SOURCE EXTRACT Start Marker

Source: Sup China (10/24/18)
Cuffs, cattle prods, and Chinese textbooks in Xinjiang
Ben Dooley of Agence France-Presse has a new report on the internment camps in Xinjiang, which begins like this:
On state television, the vocational education centre in China’s far west looked like a modern school where happy students studied Mandarin, brushed up their job skills, and pursued hobbies such as sports and folk dance.
But earlier this year, one of the local government departments in charge of such facilities in Xinjiang’s Hotan prefecture made several purchases that had little to do with education: 2,768 police batons, 550 electric cattle prods, 1,367 pairs of handcuffs, and 2,792 cans of pepper spray.
The report is based on an “examination of more than 1,500 publicly available government documents — ranging from tenders and budgets to official work reports,” and show that despite the Chinese government’s claims, the centers “are run more like jails than schools.”

SOURCE EXTRACT End Marker

## EXERCISES
1. List each type of equipment that the Xinjiang article says the Hotan department bought, with its quantity.
2. Translate this sentence from the Xinjiang article into Spanish: "On state television, the vocational education centre in China’s far west looked like a modern school where happy students studied Mandarin, brushed up their job skills, and pursued hobbies such as sports and folk dance."

ENTRIES SHOWN Start Marker

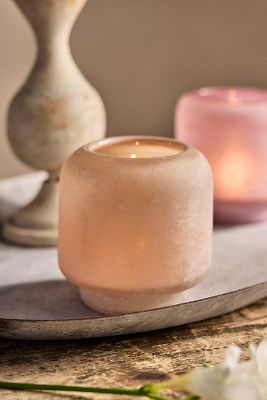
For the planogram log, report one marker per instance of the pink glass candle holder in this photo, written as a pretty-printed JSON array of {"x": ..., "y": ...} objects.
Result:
[
  {"x": 229, "y": 126},
  {"x": 135, "y": 222}
]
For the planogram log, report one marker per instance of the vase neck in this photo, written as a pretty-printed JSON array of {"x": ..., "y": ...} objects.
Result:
[{"x": 51, "y": 20}]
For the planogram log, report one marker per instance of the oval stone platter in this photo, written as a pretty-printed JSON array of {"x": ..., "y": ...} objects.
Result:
[{"x": 37, "y": 303}]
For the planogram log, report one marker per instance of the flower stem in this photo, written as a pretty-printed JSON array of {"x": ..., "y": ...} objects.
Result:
[{"x": 141, "y": 392}]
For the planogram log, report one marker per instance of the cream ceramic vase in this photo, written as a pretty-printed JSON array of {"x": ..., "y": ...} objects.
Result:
[
  {"x": 54, "y": 113},
  {"x": 135, "y": 222}
]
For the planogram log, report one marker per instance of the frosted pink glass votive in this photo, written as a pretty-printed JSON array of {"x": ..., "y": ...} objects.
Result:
[
  {"x": 229, "y": 126},
  {"x": 135, "y": 222}
]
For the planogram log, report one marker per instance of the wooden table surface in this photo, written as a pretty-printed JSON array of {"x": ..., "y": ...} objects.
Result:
[{"x": 131, "y": 360}]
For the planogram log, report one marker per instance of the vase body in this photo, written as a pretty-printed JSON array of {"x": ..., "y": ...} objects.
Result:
[
  {"x": 54, "y": 113},
  {"x": 133, "y": 233}
]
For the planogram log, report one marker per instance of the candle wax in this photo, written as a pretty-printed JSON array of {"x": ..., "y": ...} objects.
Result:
[{"x": 142, "y": 148}]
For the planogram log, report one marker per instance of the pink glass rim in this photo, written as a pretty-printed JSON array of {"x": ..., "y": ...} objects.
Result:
[
  {"x": 218, "y": 95},
  {"x": 98, "y": 144}
]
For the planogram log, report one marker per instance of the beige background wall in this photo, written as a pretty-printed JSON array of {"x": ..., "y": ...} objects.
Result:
[{"x": 142, "y": 54}]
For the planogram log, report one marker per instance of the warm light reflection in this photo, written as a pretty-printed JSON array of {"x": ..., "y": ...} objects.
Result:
[
  {"x": 234, "y": 173},
  {"x": 233, "y": 97},
  {"x": 203, "y": 92}
]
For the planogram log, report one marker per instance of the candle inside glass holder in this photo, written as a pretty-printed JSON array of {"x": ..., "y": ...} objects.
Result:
[
  {"x": 229, "y": 126},
  {"x": 135, "y": 222}
]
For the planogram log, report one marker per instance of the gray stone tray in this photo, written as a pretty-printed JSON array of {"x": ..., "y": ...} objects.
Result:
[{"x": 36, "y": 302}]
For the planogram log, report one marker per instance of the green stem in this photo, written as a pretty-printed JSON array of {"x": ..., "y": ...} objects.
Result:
[{"x": 143, "y": 391}]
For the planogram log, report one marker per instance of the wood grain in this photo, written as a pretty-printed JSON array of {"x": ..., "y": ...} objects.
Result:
[{"x": 128, "y": 361}]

ENTRIES SHOWN End Marker

## RESULTS FOR EACH TASK
1.
2,768 police batons
550 electric cattle prods
1,367 pairs of handcuffs
2,792 cans of pepper spray

2. En la televisión estatal, el centro de educación vocacional en el extremo oeste de China parecía una escuela moderna donde estudiantes felices estudiaban mandarín, perfeccionaban sus habilidades laborales y practicaban pasatiempos como los deportes y la danza folclórica.